[Dataset entries]
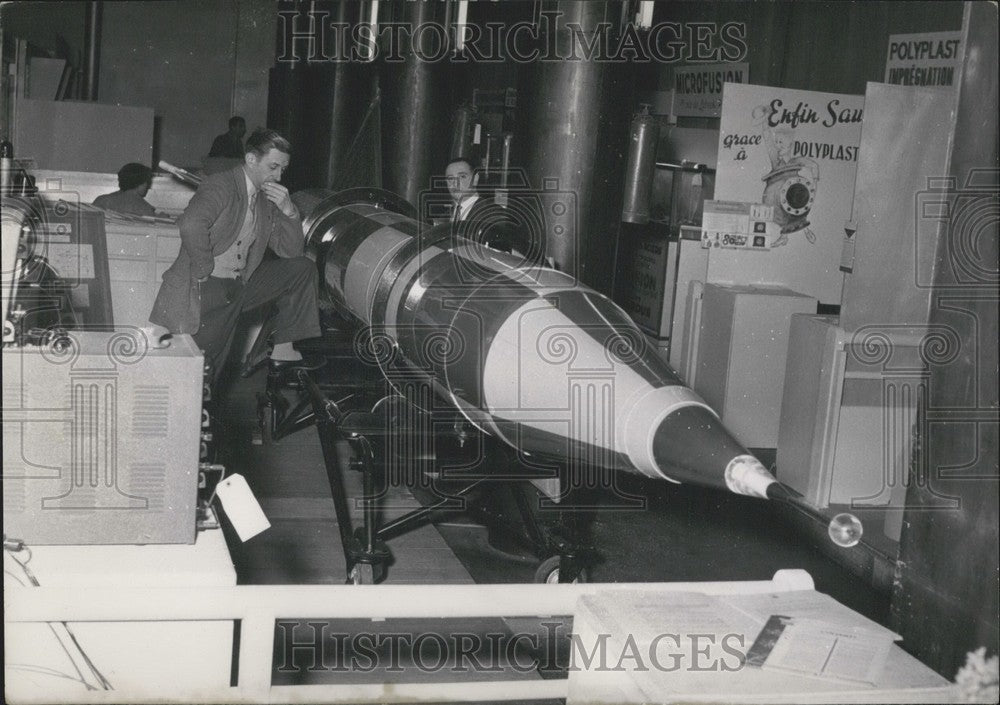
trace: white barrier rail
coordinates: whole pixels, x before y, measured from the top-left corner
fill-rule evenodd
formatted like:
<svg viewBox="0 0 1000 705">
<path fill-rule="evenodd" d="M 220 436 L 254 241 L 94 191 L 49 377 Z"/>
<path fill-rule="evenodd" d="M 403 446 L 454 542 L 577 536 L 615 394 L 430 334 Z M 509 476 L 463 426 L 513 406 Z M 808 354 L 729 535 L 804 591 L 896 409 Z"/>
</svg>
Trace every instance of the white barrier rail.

* * *

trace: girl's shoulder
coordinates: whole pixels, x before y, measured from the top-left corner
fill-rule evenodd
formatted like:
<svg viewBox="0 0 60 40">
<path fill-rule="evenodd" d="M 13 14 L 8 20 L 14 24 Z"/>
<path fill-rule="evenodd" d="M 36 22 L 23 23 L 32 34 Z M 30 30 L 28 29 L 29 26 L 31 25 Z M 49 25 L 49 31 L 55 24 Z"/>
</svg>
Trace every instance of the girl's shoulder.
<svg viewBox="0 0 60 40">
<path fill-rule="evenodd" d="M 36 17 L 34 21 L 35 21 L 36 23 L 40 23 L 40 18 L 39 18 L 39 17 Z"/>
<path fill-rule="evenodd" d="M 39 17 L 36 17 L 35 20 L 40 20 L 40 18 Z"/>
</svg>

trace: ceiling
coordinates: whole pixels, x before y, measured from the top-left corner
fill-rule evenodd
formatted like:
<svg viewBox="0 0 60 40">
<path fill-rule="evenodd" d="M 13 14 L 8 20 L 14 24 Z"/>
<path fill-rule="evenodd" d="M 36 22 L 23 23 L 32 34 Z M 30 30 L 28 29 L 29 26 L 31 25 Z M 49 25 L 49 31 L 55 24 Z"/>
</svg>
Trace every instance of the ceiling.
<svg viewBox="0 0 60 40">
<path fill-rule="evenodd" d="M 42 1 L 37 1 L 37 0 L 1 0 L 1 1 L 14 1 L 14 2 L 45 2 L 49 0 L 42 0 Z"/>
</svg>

**ASSIGNED TASK:** Give the exact lines, and only those, from the line containing "trace: white barrier rail" through the line containing "Trace every instance of the white" in the entries above.

**RESPONSE BELOW:**
trace: white barrier rail
coordinates: whole pixels, x before y, measured from the top-left corner
fill-rule evenodd
formatted like:
<svg viewBox="0 0 1000 705">
<path fill-rule="evenodd" d="M 220 436 L 254 241 L 94 191 L 49 377 Z"/>
<path fill-rule="evenodd" d="M 403 446 L 454 542 L 577 536 L 615 394 L 430 334 Z M 509 476 L 463 426 L 513 406 Z M 808 354 L 729 535 L 804 591 L 896 409 Z"/>
</svg>
Trace every instance of the white barrier rail.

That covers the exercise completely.